> [ИЗБРАННЫЙ ОТРЫВОК]:
--*--

В связи с описанной выше чехардой премьер-министров в 1998-2000 гг. любопытно посмотреть, каким образом люди у нас вообще попадают в правительство.
В России, в отличие от большинства западных стран (кроме, пожалуй, США), будущему министру вовсе не обязательно быть политиком, избираться в парламент и проходить науку борьбы за политическое выживание. Не надо даже быть членом какой-либо партии и демонстрировать свои политические взгляды. Главное – оказаться рядом с теми, кто в данный момент принимает решения.
Поэтому едва ли не каждое российское правительство девяностых годов представляло собой престранное собрание людей самых разных, порой диаметрально противоположных, политических и экономических взглядов, собрание людей, часто с нескрываемой враждебностью относящихся друг к другу. Как говорят в России, мы всегда пытались скрестить ужа и ежа, а в результате получается что-то вроде колючей проволоки.
Был период, когда среди прочих качеств потенциального министра высоко ценился хозяйственный советский опыт. Если человек достиг высокого служебного уровня при советской власти, то он изначально считался компетентным специалистом. В. Черномырдин и О. Сосковец были министрами еще во времена Советского Союза, другие возглавляли обкомы партии, занимали второстепенные посты в советском правительстве и т. д.
Длительное время Ельцин предпочитал назначать министрами и премьер-министрами директоров советских предприятии, которые могли претендовать на знание реальной жизни. Так во власть попали Скоков, Хижа, Каданников и другие. К настоящему моменту "красные директора" вышли из моды.

--*--

> [ВЫДЕРЖКА ИЗ ДАННЫХ]:
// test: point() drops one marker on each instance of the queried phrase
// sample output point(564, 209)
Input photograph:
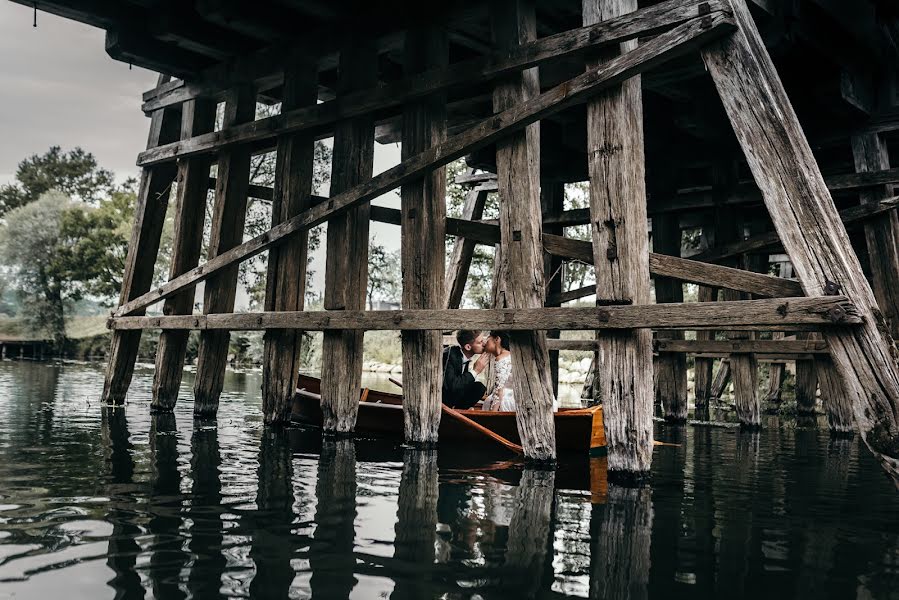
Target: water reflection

--*--

> [ПИСЬМЕННОЕ ЗАДАНИЕ 1]:
Ответьте по отрывку на вопросы:
(a) Какая страна указана в скобках как исключение при сравнении России с большинством западных стран?
(b) Кто из названных в отрывке был министром еще во времена Советского Союза?
(c) Какие фамилии приведены как пример директоров, попавших во власть?
> [ПИСЬМЕННОЕ ЗАДАНИЕ 2]: Повторите дословно фрагмент отрывка между словами «Длительное время Ельцин» и «вышли из моды.» включительно.
Данные к отрывку не относятся.

> [ПРАВИЛЬНЫЙ ОТВЕТ 1]:
(a) США.
(b) В. Черномырдин и О. Сосковец.
(c) Скоков, Хижа, Каданников.

> [ПРАВИЛЬНЫЙ ОТВЕТ 2]:
Длительное время Ельцин предпочитал назначать министрами и премьер-министрами директоров советских предприятии, которые могли претендовать на знание реальной жизни. Так во власть попали Скоков, Хижа, Каданников и другие. К настоящему моменту "красные директора" вышли из моды.